Your goal – A word-for-word copy of the listing is what's needed; leave out every image.

=== Section Start ===

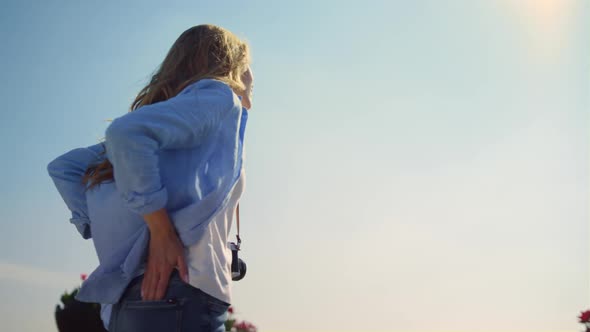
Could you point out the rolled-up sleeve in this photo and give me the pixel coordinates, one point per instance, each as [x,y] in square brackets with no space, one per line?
[134,139]
[67,171]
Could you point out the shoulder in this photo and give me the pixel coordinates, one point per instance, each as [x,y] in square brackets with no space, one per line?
[209,94]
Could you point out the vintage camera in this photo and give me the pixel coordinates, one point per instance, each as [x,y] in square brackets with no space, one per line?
[238,266]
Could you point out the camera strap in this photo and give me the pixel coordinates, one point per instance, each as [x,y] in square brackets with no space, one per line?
[238,220]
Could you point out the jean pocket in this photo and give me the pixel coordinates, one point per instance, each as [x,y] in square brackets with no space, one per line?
[217,307]
[148,316]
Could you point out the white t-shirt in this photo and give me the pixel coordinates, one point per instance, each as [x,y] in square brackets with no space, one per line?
[209,259]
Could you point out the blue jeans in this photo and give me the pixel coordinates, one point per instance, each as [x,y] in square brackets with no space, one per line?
[184,308]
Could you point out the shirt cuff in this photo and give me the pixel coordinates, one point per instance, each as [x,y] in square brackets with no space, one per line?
[143,204]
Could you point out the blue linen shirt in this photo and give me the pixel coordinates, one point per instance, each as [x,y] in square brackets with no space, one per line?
[183,154]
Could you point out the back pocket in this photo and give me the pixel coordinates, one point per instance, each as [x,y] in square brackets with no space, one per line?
[150,316]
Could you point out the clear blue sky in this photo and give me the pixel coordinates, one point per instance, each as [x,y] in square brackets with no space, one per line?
[412,165]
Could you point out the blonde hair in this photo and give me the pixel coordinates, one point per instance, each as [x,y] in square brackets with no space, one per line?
[203,51]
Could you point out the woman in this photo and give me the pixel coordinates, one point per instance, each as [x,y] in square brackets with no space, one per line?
[158,196]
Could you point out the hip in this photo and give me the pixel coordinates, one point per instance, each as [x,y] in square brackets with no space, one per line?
[183,308]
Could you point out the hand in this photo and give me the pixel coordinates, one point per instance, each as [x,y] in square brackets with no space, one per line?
[165,253]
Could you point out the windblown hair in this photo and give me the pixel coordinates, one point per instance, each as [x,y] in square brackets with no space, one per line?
[203,51]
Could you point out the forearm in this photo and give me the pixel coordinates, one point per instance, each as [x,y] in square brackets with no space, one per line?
[159,223]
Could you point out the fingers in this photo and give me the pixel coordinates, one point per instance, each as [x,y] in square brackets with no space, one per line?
[161,285]
[182,269]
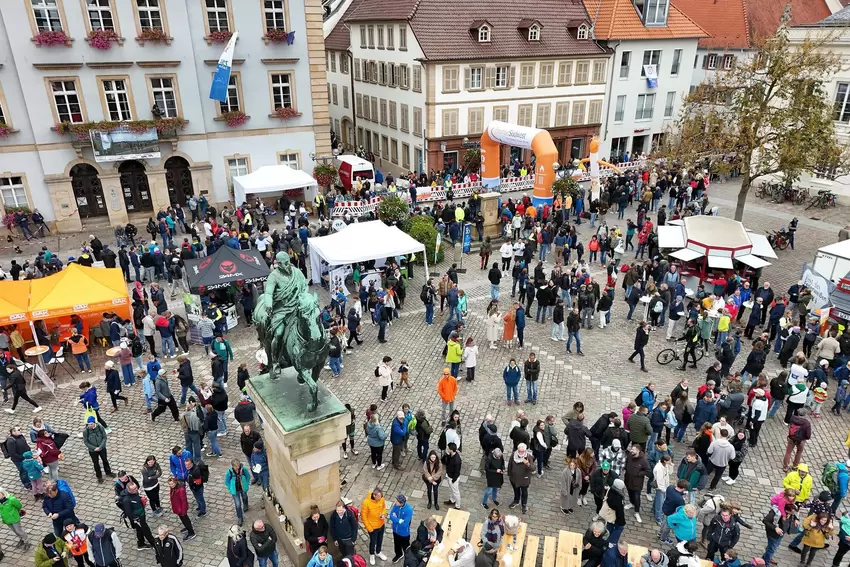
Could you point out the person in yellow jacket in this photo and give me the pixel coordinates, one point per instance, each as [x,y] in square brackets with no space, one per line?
[373,512]
[800,480]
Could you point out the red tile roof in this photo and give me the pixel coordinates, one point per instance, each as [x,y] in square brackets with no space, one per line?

=== Section End ===

Exercise solution –
Could you point out the rolled-up sleeve in this photo and give me the pixel coordinates, one point per instance, each as [x,y] in square brackets with no space, one per line?
[134,139]
[67,171]
Could you point out the shoulder in this photo and give me the pixel coordinates, one point per instance, each as [x,y] in square brackets with no space, one per line?
[209,94]
Could you point out the vintage camera in this photo and give me the pixel coordinates, one point per instance, each as [x,y] in square brackets with no space, one per line?
[238,266]
Could you point out the camera strap in this photo and give me the pixel coordinates, one point per instance, each as [x,y] in square brackets with no space, one per line?
[238,220]
Could you point out the jean pocket in this photo and give me the pixel coordinates, one point per instance, each as [x,y] in square brackets with no space, one per line?
[217,307]
[148,316]
Could you point out the white t-shirt in this photo and give me the pixel coordinates, one point per instance, each as [x,y] in square brackets with no space, one per line?
[209,259]
Could you point out the blue jeans in this photo and give me the pixel coordinates, one point per instance, each as [x,y] in square brackets with no space, one per line?
[184,308]
Could you point out the shirt cuff in this photo and give me the pixel coordinates, one point per instance, each as [x,y] in square brackets with no space, one per line?
[143,204]
Could you point out the blue linen shirt in this photo and give me the pixel coordinates, one point per instance, each as [x,y] in square brackets with no space, one per line?
[183,154]
Could you point out the back pocket in this photo and give me the pixel coordinates, one point per instance, each as [x,y] in square brackets with no space, one per line?
[150,316]
Could you point out the clear blue sky in this photo and give me the pixel coordinates, one point per instance, each as [x,y] in square brackets with no space, one per line?
[412,165]
Could you point out the blonde hair in this photo and give me the pixel coordinates, one point per instance, each as [x,y] in square brackets with no space, one per line?
[203,51]
Could you point out the woman in this photo and give me the pixel coordinates, one point per instance, each as [x,y] in square brackets with no space, one per line?
[158,196]
Could you point out the hip in this photo and give me the pixel coordinates, one point per instance, each as [x,y] in square brackets with no space, one per line?
[183,308]
Could you point out the hand in this photo and give me the pixel coordinates, one point per instance, each as [x,y] in square brackets with no space, one per line?
[165,253]
Could you point out the windblown hair in this photo and give me the pixel coordinates, one point per instance, each as [x,y] in square brackets with no space, one per line?
[203,51]
Could you point out the forearm in this photo and give me the pixel coordinates, one point per instance, each as [x,y] in square brackets with no space, one per line?
[159,223]
Could you point out the fingers in this photo and give me the pixel coordinates, one point per instance, each as [x,y] in square brackets with no space, one per line?
[161,285]
[182,269]
Could you point out the person in yellow jacket in this photo and give me the pixel coordinates, one point per instance, each as [x,y] in square brackets with no space, one per line?
[373,512]
[800,480]
Could you point out the red tile roof in this photo and give me the pixel coordinates, one point per instance, each as [x,y] in square brackets with no space, one per line?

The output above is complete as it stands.